------ SOURCE DATA ------
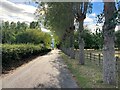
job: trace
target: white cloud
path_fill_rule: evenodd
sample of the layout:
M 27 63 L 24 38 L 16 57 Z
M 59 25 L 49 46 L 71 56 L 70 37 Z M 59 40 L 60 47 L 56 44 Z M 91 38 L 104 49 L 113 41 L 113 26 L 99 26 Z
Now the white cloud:
M 1 0 L 0 20 L 4 21 L 25 21 L 35 20 L 34 12 L 36 7 L 26 4 L 15 4 L 7 0 Z
M 90 23 L 93 22 L 92 18 L 86 17 L 86 19 L 84 20 L 85 23 Z

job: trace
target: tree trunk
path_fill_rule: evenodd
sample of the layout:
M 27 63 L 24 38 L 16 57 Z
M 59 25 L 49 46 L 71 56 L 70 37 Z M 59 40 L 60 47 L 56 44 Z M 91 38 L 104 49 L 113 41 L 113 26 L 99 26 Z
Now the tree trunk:
M 70 57 L 75 59 L 75 52 L 74 52 L 74 30 L 71 32 L 70 36 Z
M 104 46 L 103 46 L 103 81 L 107 84 L 116 84 L 116 60 L 114 47 L 115 25 L 110 20 L 115 11 L 114 2 L 104 2 L 105 22 L 103 26 Z
M 83 21 L 79 22 L 79 57 L 80 64 L 85 64 L 85 53 L 84 53 L 84 39 L 82 38 L 83 33 Z

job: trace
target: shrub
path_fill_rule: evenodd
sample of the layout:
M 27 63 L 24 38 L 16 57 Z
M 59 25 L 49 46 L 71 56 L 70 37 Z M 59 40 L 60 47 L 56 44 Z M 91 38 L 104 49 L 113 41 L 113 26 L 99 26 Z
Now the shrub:
M 2 66 L 11 67 L 32 55 L 43 54 L 50 51 L 41 45 L 34 44 L 3 44 L 2 45 Z M 24 61 L 23 61 L 24 62 Z

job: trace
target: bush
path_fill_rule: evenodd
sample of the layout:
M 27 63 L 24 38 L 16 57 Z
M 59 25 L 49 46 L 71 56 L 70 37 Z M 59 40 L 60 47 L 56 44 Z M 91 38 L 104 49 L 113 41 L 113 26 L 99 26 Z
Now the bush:
M 11 67 L 32 55 L 43 54 L 50 51 L 41 45 L 34 44 L 3 44 L 2 45 L 2 66 Z M 24 61 L 23 61 L 24 62 Z

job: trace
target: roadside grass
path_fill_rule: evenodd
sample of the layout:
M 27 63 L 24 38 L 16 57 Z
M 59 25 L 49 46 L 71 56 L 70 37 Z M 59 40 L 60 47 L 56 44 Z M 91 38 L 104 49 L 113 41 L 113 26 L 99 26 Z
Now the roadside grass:
M 102 50 L 94 50 L 94 49 L 87 49 L 87 50 L 85 50 L 85 52 L 94 53 L 96 55 L 102 54 Z M 115 51 L 115 56 L 120 58 L 120 50 Z
M 89 60 L 86 59 L 85 65 L 80 65 L 78 60 L 70 59 L 64 53 L 61 56 L 80 88 L 115 88 L 103 83 L 101 69 Z

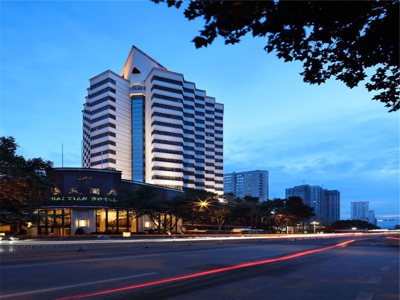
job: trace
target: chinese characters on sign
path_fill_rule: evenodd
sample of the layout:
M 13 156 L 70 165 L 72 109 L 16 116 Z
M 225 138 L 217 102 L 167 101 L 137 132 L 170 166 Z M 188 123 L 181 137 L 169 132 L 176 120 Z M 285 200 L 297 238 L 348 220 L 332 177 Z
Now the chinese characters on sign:
M 54 188 L 52 190 L 54 195 L 58 195 L 61 194 L 61 190 L 58 188 Z M 89 192 L 94 195 L 100 194 L 100 189 L 98 188 L 89 188 Z M 82 193 L 78 190 L 78 188 L 72 188 L 68 192 L 70 194 L 82 194 Z M 116 196 L 118 194 L 116 188 L 110 188 L 106 194 L 109 196 Z M 114 198 L 111 197 L 84 197 L 84 196 L 54 196 L 52 197 L 52 201 L 106 201 L 107 202 L 117 202 L 117 200 Z

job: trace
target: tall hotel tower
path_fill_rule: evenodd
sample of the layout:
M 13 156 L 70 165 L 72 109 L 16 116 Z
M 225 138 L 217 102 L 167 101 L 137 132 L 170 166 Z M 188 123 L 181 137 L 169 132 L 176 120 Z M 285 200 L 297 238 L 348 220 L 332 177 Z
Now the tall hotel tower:
M 224 105 L 133 46 L 89 80 L 82 166 L 178 189 L 224 190 Z

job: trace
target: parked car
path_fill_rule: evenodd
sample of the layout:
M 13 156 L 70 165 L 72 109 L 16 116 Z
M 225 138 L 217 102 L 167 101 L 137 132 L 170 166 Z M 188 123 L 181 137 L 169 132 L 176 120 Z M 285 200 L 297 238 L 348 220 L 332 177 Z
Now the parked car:
M 20 240 L 19 238 L 16 238 L 15 236 L 0 236 L 0 240 Z

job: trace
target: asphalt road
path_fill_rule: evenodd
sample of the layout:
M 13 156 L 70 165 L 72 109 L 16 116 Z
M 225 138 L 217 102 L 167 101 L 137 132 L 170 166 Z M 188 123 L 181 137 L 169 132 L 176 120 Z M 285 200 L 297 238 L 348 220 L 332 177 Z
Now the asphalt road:
M 2 255 L 0 298 L 396 300 L 398 240 L 388 236 Z

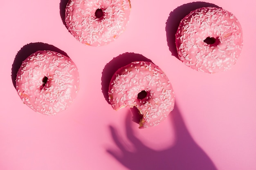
------
• _REQUIREMENTS_: Reproduce the data from its beginning up to and including the line containing "M 90 23 L 93", omitting the picture. Increase every coordinate in the traced outlines by 15, leaving the layout samples unchanged.

• _SOLVED EXERCISE_:
job: trace
target: white cloud
path_fill_rule: evenodd
sample of the layout:
M 27 63 L 24 38 L 16 57 Z
M 59 25 L 49 46 L 71 56 L 70 37 Z M 59 40 L 60 47 L 56 44 Z M 91 38 L 104 49 L 113 41 L 113 26 L 99 26 Z
Now the white cloud:
M 16 15 L 15 35 L 19 36 L 40 36 L 50 35 L 49 27 L 51 22 L 41 19 L 30 19 L 22 15 Z
M 105 38 L 108 37 L 107 33 L 101 32 L 101 34 L 99 35 L 100 38 Z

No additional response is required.